### INSTRUCTIONS FOR THE TASK
Copy the material from its start down to the line containing "[[433, 320], [387, 157], [113, 269]]", both ends included, requests and all. Multiply every coordinate in the answers by 1.05 and round each to a whole number, with halves going up.

BEGIN DATASET RECORDS

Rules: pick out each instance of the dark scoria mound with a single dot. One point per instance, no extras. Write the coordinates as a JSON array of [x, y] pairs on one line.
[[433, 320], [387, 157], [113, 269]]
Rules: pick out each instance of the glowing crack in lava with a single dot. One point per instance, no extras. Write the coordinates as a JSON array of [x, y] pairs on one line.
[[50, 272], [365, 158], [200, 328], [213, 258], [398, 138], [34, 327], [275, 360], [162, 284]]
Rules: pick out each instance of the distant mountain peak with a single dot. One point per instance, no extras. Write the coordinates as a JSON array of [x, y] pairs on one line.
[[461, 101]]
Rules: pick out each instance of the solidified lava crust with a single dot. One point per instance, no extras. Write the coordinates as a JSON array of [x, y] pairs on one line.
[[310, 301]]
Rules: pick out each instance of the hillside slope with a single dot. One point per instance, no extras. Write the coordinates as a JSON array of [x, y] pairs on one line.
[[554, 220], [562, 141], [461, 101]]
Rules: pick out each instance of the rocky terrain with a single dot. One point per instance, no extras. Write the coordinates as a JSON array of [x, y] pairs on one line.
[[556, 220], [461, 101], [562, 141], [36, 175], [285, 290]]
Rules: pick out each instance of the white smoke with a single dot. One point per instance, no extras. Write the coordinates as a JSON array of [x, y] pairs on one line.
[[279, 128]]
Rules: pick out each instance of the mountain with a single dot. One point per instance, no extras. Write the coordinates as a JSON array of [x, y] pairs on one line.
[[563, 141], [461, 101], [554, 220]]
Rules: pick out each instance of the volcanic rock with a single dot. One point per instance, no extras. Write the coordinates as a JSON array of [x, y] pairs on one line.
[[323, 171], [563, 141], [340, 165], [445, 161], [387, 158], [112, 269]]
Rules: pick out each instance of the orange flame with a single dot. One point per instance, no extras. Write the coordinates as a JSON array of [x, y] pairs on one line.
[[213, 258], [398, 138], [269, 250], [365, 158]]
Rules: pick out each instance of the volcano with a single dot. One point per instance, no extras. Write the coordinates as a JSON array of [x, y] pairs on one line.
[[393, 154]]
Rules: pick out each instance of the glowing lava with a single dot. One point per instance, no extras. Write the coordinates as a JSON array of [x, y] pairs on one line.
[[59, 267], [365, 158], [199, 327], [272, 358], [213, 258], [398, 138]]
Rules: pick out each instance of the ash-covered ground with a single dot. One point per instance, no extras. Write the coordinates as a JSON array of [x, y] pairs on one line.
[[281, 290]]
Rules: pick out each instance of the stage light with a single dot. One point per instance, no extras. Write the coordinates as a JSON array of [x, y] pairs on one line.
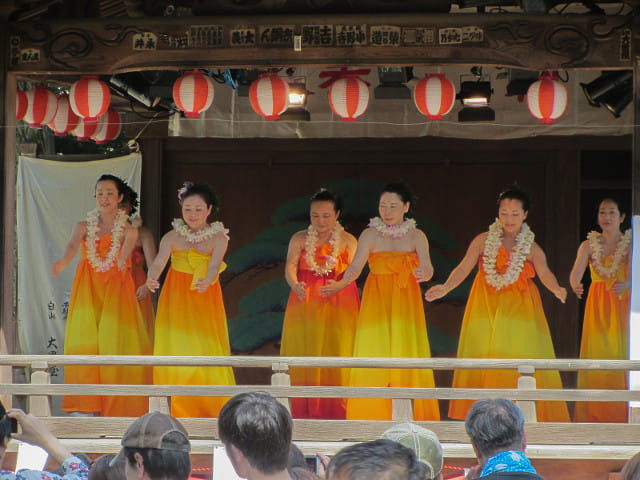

END DATASET RECORDS

### SOLVED EXERCISE
Rules: pick out each instance of the dark scoria mound with a single dot. One point per instance, no extras. Write the coordinates as a JSON array of [x, y] pairs on one line.
[[455, 336], [406, 165], [119, 282]]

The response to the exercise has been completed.